======== Dataset extract
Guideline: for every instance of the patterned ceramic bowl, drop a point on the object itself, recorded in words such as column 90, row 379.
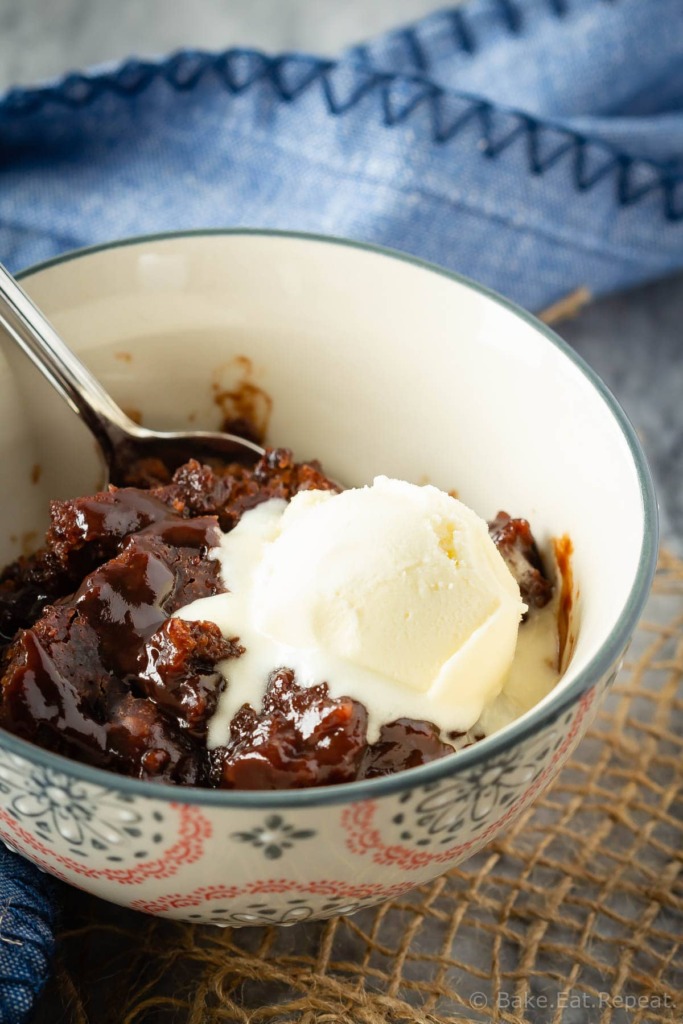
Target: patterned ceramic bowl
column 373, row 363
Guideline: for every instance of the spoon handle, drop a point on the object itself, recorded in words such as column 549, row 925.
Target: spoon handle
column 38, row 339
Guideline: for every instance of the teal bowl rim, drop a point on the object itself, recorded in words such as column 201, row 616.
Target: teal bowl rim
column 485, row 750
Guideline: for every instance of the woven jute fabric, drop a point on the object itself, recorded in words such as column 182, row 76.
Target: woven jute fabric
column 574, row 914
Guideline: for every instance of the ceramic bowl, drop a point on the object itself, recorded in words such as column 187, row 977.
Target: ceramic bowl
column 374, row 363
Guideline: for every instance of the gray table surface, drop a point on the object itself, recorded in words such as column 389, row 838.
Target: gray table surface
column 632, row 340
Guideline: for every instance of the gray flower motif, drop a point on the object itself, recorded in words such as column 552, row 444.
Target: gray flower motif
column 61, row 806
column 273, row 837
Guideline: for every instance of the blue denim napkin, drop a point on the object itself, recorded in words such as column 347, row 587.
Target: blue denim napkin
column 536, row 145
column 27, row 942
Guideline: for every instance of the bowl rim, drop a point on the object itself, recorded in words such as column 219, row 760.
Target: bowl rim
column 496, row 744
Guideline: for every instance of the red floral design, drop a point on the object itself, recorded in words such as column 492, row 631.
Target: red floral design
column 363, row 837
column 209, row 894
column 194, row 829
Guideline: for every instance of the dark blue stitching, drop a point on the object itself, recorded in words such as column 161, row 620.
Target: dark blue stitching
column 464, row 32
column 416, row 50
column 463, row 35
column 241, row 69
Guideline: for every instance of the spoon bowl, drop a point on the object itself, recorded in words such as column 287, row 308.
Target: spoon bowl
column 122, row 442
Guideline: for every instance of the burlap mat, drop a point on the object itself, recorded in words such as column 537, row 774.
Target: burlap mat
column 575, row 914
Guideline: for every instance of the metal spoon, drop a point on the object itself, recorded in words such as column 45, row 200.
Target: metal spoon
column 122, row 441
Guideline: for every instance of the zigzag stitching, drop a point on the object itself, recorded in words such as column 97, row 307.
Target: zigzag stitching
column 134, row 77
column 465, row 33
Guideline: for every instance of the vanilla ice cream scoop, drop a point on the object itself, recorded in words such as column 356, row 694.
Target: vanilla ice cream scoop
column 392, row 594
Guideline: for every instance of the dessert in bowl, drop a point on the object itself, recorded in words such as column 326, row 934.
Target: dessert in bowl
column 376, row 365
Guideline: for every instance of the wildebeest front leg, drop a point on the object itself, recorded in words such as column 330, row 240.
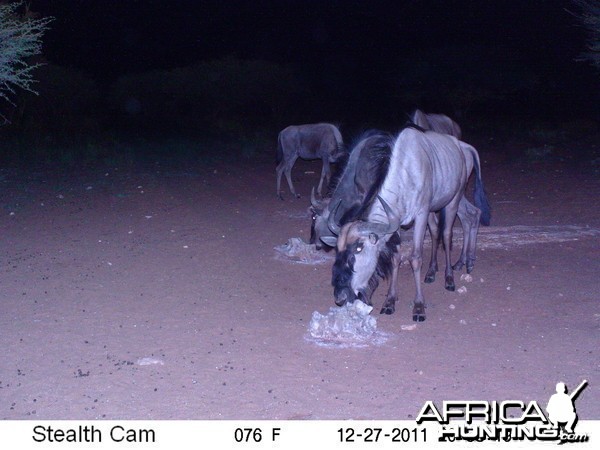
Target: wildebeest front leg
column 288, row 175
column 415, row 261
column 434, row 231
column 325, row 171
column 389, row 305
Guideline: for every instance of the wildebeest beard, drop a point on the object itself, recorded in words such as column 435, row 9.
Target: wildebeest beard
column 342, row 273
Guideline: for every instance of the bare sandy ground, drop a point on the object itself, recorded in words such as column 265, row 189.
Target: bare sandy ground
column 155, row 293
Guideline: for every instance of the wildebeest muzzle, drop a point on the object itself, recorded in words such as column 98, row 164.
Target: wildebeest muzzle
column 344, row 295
================
Please return every line of the material above word for word, leaving out the pictures.

Guideline: for every instance of the patterned ceramic bowl, drop a point on the object itself, recorded in words such as column 90, row 379.
Target: patterned ceramic bowl
column 373, row 363
Guideline: for every instance of the spoon handle, drop a point on the object itself, recorded in words such as column 549, row 925.
Target: spoon handle
column 38, row 339
Guideline: for every instance of the teal bowl rim, drop a point on the object itself, recorded in words such as column 201, row 616.
Target: teal bowl rim
column 485, row 750
Guideline: for every instance of the woven jute fabric, drop a point on the object itself, recorded in words such as column 182, row 76.
Target: woven jute fabric
column 574, row 914
Guideline: for every instance of the ceramic bowl, drop a point on the object itself, recorded in words such as column 187, row 977.
Target: ceramic bowl
column 374, row 363
Guideline: for every instance of the gray table surface, drop a point on the object itself, recorded in words such as column 389, row 838.
Target: gray table surface
column 632, row 340
Guideline: for every instance of the gray flower motif, drop a point on the object itself, recorded in words such as column 552, row 444.
Target: gray flower motif
column 61, row 806
column 273, row 837
Guideline: for every instance of the blue denim napkin, drop a point on the object itself, recorded in words such as column 347, row 587.
Target: blue denim napkin
column 536, row 145
column 27, row 942
Guideline: for every instance of the bowl rim, drop a point on the object itself, recorded in words such as column 219, row 760.
Target: bowl rim
column 496, row 744
Guideline: for every instance of the red floral design, drop a point on the object itself, recorded in words such as column 492, row 631.
Target: red floral design
column 363, row 837
column 209, row 894
column 194, row 829
Guideline: for every instance of the dark blue stitching, drop a point on the object itself, recorded in words such as column 161, row 620.
Target: dark blue stitching
column 464, row 32
column 416, row 50
column 463, row 35
column 241, row 69
Guideline: for every instance of the spoon bowl, drop a point on the object itself, recorded in words such as column 287, row 308.
Target: spoon bowl
column 122, row 442
Guideline: for every instance of the burlap mat, drop a point on the object itself, recorded in words such as column 537, row 774.
Target: burlap mat
column 575, row 914
Guideline: for every instance of the metal spoon, drop a point on the object itself, recorded in words such as column 45, row 200.
Target: metal spoon
column 122, row 441
Guideline: for every instance of the zigzag stitching, drop a point on the object itself, recorded in words such as column 97, row 307.
Target: zigzag stitching
column 134, row 77
column 465, row 33
Guideline: for every instance of the vanilla ice cream scoop, drop a point on the object itself, recorded in words such as column 356, row 694.
Target: vanilla ice cream scoop
column 392, row 594
Guideline: for every instance of the dessert in bowl, drop a point on the object itself, recorded in words such as column 326, row 934.
Target: dessert in bowl
column 376, row 365
Guideline: for every instance of the wildebeest front leg, drop a point on the object itself, recorded in words such as column 330, row 240.
Target: wildebeest front leg
column 288, row 175
column 415, row 261
column 434, row 231
column 325, row 171
column 389, row 305
Guideline: for every instance of the wildebeest beard, drop a point on the object itself, recorded in words such as column 435, row 9.
Target: wildebeest beard
column 342, row 273
Guideline: for every instance of the bare sandy ground, drop a point on the object itself, recorded in words such as column 265, row 189.
Target: bare sandy ground
column 155, row 293
Guideline: for every instance of the wildebeest muzzle, drop a point on the object itself, recorded in words such as column 98, row 164.
Target: wildebeest muzzle
column 344, row 295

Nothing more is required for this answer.